In the post about Foo Camp below, what does the writer say was a mistake to use in a post criticizing the event's invitation-only nature?

Document excerpt:
——

OK, it was a mistake to use the words Dave Winer in a post critical of the invitation-only nature of Foo Camp.  I agreed with the following line in Dave’s open letter: “There are a lot of people pissed at O’Reilly, every time you do another exclusive event, more people are getting angry,” so I used it as a starting point for my argument.

And maybe I’m wrong to criticize invitation-only conferences.  Maybe.  Some of the counter-points I have read make sense to me.  Others, less so.  So while I am not convinced my criticism is unjustified, I’m no longer convinced it is justified either.  When you don’t know, it’s time to be quiet.

Additionally, whether there is any validity to my criticism of a closed event is irrelevant to the current discussion, in the face of my larger mistake of using as an implied example a self-described ornery dude who has, partly through his own actions, become a lightning rod where some issues are concerned.

While I continue to believe that there are two sides to most stories, and that in Dave’s case, even his valid points are often drowned out by personality issues, I’m tossing in the towel on this one (I will confess to growing weary of defending Dave when he gives me so little help).  The blogosphere is conversational, and to be truly conversational you have to listen well enough to appreciate when you have taken the losing side in a debate.

——

Information shown:
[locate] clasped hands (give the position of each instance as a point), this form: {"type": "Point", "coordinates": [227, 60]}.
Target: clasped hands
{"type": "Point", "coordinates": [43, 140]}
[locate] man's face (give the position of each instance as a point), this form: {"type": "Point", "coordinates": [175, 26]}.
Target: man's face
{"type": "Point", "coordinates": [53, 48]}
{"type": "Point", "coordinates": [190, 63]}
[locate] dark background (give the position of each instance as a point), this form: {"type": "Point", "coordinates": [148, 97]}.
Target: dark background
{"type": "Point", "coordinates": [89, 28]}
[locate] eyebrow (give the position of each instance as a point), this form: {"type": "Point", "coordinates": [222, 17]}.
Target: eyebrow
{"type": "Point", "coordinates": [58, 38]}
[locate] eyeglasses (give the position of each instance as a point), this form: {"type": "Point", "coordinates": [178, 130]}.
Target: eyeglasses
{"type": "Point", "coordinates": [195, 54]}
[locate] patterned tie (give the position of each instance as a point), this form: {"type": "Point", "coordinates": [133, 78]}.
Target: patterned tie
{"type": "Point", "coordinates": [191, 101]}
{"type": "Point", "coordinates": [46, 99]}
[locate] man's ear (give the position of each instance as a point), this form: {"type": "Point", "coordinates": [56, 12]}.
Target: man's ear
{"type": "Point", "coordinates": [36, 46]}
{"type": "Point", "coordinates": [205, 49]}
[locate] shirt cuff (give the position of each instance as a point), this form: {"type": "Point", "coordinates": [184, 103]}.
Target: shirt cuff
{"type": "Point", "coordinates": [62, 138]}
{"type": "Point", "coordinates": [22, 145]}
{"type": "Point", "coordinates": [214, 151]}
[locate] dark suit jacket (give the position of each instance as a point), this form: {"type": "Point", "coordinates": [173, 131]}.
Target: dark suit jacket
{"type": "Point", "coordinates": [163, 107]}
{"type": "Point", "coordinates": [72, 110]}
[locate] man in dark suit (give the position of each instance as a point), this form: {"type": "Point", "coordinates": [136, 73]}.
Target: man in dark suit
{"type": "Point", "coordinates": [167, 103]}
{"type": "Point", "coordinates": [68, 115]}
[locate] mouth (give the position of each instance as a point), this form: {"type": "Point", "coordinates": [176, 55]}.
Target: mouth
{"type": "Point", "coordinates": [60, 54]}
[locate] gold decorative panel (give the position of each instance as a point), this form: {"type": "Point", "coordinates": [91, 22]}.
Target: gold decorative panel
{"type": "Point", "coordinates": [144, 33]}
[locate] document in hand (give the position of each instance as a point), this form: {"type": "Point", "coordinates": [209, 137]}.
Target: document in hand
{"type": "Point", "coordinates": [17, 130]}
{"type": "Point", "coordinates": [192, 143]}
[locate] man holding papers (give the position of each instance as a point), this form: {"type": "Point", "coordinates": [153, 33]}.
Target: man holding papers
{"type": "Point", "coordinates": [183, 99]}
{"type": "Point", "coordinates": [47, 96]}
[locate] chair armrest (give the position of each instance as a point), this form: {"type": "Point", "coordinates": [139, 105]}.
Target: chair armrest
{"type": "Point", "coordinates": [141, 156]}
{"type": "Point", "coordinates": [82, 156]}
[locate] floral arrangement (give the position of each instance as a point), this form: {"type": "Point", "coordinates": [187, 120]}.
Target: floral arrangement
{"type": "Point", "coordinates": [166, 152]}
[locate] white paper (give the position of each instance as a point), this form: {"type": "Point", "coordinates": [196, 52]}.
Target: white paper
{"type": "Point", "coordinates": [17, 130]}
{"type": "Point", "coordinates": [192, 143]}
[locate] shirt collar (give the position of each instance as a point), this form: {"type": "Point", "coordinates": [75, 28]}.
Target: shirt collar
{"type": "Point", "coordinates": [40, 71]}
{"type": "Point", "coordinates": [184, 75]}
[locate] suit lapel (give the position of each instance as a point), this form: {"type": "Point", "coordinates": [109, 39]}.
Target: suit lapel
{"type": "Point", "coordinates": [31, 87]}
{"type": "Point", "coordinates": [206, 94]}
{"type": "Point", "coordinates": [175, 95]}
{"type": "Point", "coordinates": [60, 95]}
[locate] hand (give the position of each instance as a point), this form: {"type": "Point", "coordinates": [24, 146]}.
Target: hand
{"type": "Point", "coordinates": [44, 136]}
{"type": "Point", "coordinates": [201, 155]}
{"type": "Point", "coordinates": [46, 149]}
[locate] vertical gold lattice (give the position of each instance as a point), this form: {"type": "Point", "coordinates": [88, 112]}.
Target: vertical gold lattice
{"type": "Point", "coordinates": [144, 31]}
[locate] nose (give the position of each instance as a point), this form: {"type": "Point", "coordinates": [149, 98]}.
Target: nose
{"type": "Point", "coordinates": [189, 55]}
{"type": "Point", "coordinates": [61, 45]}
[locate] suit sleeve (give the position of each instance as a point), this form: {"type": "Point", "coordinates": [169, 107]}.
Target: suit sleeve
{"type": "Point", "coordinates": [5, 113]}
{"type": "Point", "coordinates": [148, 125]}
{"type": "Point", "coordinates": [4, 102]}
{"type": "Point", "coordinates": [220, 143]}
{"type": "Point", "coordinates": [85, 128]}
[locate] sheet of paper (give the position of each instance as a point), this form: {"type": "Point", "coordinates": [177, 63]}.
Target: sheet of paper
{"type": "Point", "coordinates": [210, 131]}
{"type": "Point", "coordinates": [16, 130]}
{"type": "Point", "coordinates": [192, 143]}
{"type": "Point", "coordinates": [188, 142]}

——

Task output:
The words Dave Winer.